[Opening MATERIAL PROVIDED section]

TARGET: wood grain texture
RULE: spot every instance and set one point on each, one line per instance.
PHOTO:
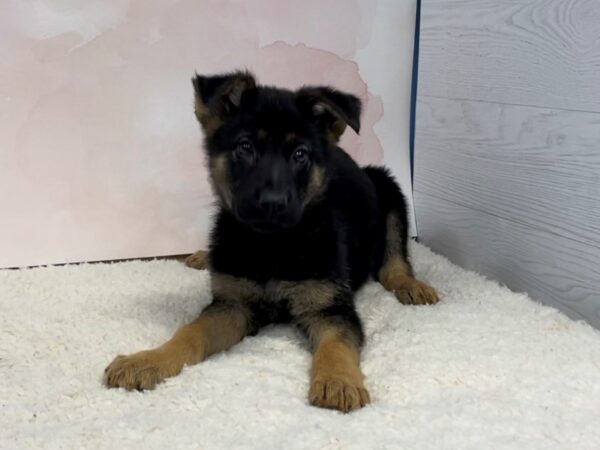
(527, 52)
(552, 269)
(534, 166)
(507, 145)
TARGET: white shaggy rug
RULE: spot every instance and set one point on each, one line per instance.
(484, 369)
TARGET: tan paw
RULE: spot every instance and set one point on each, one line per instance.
(198, 260)
(143, 370)
(334, 393)
(416, 292)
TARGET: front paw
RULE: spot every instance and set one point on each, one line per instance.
(336, 393)
(198, 260)
(143, 370)
(416, 292)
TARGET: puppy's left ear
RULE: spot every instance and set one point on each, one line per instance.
(331, 109)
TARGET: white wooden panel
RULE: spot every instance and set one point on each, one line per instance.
(531, 52)
(552, 269)
(535, 166)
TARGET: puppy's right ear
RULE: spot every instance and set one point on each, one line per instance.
(219, 96)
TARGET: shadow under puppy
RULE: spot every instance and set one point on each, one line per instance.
(300, 227)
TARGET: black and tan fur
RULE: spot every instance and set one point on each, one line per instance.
(300, 228)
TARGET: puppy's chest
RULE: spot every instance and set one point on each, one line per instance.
(285, 260)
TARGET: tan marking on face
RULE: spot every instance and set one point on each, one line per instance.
(235, 289)
(316, 185)
(220, 179)
(210, 122)
(337, 381)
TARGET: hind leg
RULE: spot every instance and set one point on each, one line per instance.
(396, 274)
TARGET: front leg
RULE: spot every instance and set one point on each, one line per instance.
(326, 313)
(220, 326)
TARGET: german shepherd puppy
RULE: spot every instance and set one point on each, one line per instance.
(300, 227)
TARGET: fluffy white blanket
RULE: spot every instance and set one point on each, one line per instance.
(485, 368)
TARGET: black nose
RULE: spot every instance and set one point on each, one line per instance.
(273, 202)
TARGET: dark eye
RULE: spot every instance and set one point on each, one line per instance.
(245, 147)
(300, 155)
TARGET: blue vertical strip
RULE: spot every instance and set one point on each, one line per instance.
(413, 94)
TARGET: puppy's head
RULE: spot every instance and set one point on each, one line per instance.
(268, 148)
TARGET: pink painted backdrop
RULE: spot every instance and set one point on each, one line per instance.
(100, 154)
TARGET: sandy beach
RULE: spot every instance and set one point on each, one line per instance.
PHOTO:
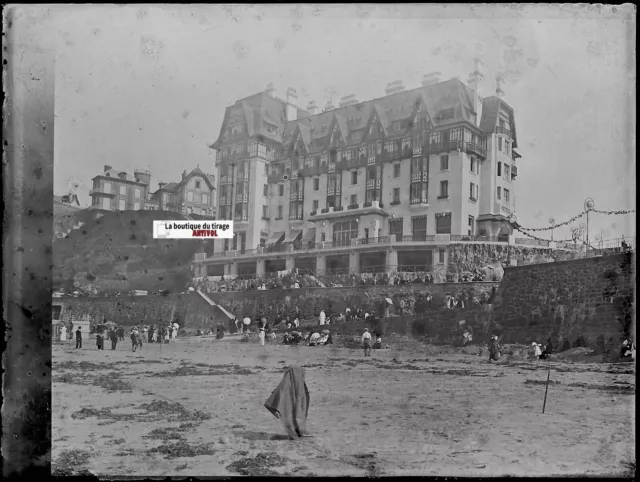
(195, 407)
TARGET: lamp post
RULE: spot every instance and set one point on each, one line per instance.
(589, 204)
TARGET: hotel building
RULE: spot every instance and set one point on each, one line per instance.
(366, 185)
(115, 190)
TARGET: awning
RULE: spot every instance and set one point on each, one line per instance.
(276, 238)
(309, 235)
(292, 235)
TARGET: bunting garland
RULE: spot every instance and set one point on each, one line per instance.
(576, 217)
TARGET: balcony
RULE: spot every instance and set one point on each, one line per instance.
(440, 147)
(416, 238)
(97, 191)
(502, 130)
(477, 149)
(296, 196)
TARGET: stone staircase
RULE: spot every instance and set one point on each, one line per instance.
(212, 303)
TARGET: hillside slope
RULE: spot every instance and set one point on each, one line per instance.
(117, 252)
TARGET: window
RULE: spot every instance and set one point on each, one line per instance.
(419, 228)
(444, 162)
(473, 191)
(443, 224)
(444, 189)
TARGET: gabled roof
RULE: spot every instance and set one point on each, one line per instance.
(113, 173)
(490, 109)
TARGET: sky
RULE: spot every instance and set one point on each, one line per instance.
(145, 87)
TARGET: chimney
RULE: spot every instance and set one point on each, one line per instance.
(348, 100)
(474, 81)
(499, 91)
(292, 104)
(329, 105)
(431, 78)
(394, 87)
(271, 91)
(312, 108)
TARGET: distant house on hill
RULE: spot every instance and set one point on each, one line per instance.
(194, 194)
(66, 204)
(115, 190)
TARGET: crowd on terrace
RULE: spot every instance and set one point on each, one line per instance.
(297, 279)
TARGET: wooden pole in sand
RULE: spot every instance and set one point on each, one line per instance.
(545, 390)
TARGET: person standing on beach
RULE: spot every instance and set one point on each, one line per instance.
(366, 342)
(113, 336)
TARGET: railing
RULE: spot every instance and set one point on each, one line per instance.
(479, 238)
(445, 146)
(416, 238)
(532, 242)
(373, 241)
(478, 149)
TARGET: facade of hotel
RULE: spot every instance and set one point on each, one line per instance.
(118, 190)
(384, 183)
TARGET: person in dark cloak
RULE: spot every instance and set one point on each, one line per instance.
(113, 336)
(494, 349)
(289, 402)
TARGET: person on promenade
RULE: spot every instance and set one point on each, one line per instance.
(366, 342)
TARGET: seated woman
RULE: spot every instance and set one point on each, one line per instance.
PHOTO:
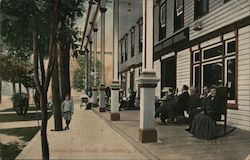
(204, 123)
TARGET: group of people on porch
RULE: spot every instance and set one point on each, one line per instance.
(203, 110)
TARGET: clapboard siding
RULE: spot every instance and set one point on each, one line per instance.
(183, 68)
(137, 58)
(157, 69)
(156, 24)
(224, 14)
(241, 117)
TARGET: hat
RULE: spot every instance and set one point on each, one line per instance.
(165, 89)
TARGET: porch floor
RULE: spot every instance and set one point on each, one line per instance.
(175, 143)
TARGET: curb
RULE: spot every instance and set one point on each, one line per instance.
(138, 146)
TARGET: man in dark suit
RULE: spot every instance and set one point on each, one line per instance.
(176, 107)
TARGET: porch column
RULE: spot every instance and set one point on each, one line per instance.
(115, 115)
(147, 80)
(94, 88)
(102, 104)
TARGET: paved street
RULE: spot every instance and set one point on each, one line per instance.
(89, 137)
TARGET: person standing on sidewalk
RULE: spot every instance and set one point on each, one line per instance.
(67, 109)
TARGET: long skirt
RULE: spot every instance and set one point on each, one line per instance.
(203, 127)
(67, 115)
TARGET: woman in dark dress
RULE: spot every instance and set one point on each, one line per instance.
(204, 123)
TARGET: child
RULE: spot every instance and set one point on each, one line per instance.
(67, 109)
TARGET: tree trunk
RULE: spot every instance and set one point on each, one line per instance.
(14, 88)
(28, 92)
(20, 87)
(45, 145)
(0, 90)
(56, 99)
(64, 70)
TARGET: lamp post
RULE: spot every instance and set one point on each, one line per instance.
(94, 88)
(147, 80)
(115, 115)
(102, 104)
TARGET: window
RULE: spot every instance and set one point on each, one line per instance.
(225, 1)
(132, 42)
(140, 37)
(162, 24)
(200, 8)
(196, 76)
(121, 51)
(230, 78)
(126, 47)
(212, 74)
(163, 15)
(197, 56)
(179, 15)
(212, 52)
(216, 66)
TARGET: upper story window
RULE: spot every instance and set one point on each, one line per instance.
(140, 34)
(179, 15)
(163, 15)
(162, 20)
(132, 42)
(200, 8)
(121, 48)
(126, 47)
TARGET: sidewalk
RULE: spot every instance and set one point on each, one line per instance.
(174, 143)
(89, 137)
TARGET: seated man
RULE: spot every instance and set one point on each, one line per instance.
(194, 104)
(130, 102)
(176, 107)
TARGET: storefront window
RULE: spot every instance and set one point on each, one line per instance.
(230, 47)
(197, 79)
(212, 74)
(217, 66)
(213, 52)
(230, 78)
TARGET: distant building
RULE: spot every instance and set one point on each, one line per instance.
(197, 43)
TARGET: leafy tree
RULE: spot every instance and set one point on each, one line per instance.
(79, 75)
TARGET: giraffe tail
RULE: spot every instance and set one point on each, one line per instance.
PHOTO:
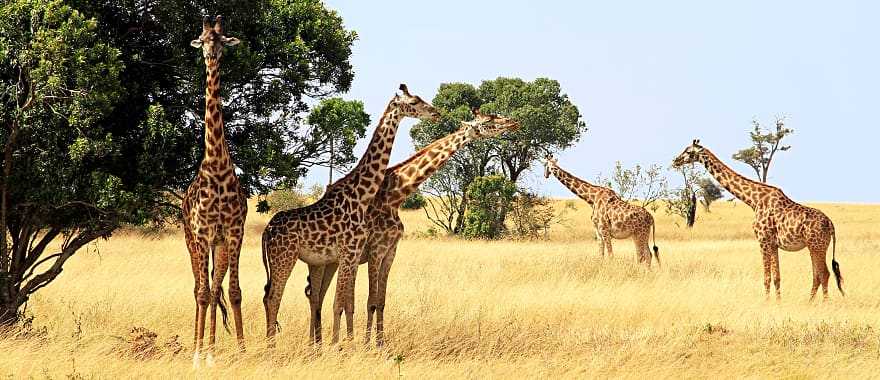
(265, 248)
(835, 267)
(220, 301)
(656, 250)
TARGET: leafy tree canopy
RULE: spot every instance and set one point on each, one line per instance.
(765, 144)
(101, 106)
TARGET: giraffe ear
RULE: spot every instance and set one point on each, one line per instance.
(230, 41)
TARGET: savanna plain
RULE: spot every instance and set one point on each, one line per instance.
(483, 309)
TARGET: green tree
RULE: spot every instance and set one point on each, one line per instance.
(683, 200)
(765, 144)
(548, 120)
(336, 125)
(709, 191)
(414, 201)
(489, 199)
(101, 115)
(54, 70)
(638, 184)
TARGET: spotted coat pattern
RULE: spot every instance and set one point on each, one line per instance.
(214, 205)
(780, 223)
(612, 217)
(383, 222)
(331, 233)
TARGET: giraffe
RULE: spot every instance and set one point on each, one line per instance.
(331, 232)
(215, 205)
(383, 222)
(612, 217)
(779, 221)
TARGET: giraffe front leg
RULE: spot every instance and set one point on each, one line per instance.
(199, 260)
(221, 264)
(384, 271)
(606, 238)
(202, 297)
(599, 239)
(373, 264)
(767, 250)
(234, 252)
(313, 293)
(279, 271)
(774, 270)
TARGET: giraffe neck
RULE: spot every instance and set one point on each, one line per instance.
(363, 182)
(583, 189)
(216, 151)
(741, 187)
(408, 175)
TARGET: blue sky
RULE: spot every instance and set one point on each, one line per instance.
(648, 77)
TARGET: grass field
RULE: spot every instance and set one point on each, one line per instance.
(477, 309)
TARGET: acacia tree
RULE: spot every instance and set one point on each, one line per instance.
(765, 145)
(336, 125)
(548, 121)
(683, 200)
(100, 115)
(637, 184)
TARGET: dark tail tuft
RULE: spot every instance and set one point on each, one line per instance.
(835, 267)
(657, 255)
(266, 267)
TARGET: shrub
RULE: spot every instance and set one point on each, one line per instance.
(291, 198)
(415, 201)
(488, 200)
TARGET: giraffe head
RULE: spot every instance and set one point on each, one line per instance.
(484, 126)
(693, 153)
(212, 40)
(549, 163)
(414, 106)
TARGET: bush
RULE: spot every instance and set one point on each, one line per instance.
(415, 201)
(291, 198)
(488, 200)
(531, 215)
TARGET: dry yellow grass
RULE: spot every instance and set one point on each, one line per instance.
(475, 309)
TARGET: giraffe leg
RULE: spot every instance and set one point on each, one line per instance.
(344, 301)
(606, 237)
(643, 253)
(279, 272)
(768, 248)
(774, 270)
(374, 260)
(234, 252)
(202, 297)
(329, 272)
(384, 271)
(313, 293)
(820, 269)
(221, 263)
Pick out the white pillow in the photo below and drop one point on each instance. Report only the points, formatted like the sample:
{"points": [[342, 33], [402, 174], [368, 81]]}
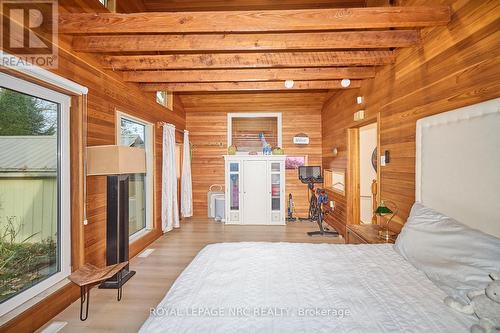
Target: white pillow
{"points": [[455, 257]]}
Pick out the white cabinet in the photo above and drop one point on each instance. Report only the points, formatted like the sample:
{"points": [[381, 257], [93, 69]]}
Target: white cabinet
{"points": [[255, 188]]}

[Closing MATERIAL PROVIDED section]

* [PROBLEM DESCRIPTION]: Wherever the string "giraffe" appears in a line of the records above, copy that line.

* [EXPECTED ANSWER]:
TARGET: giraffe tail
TARGET: giraffe ear
TARGET: giraffe
TARGET: giraffe front leg
TARGET: giraffe neck
TARGET: giraffe head
TARGET: giraffe leg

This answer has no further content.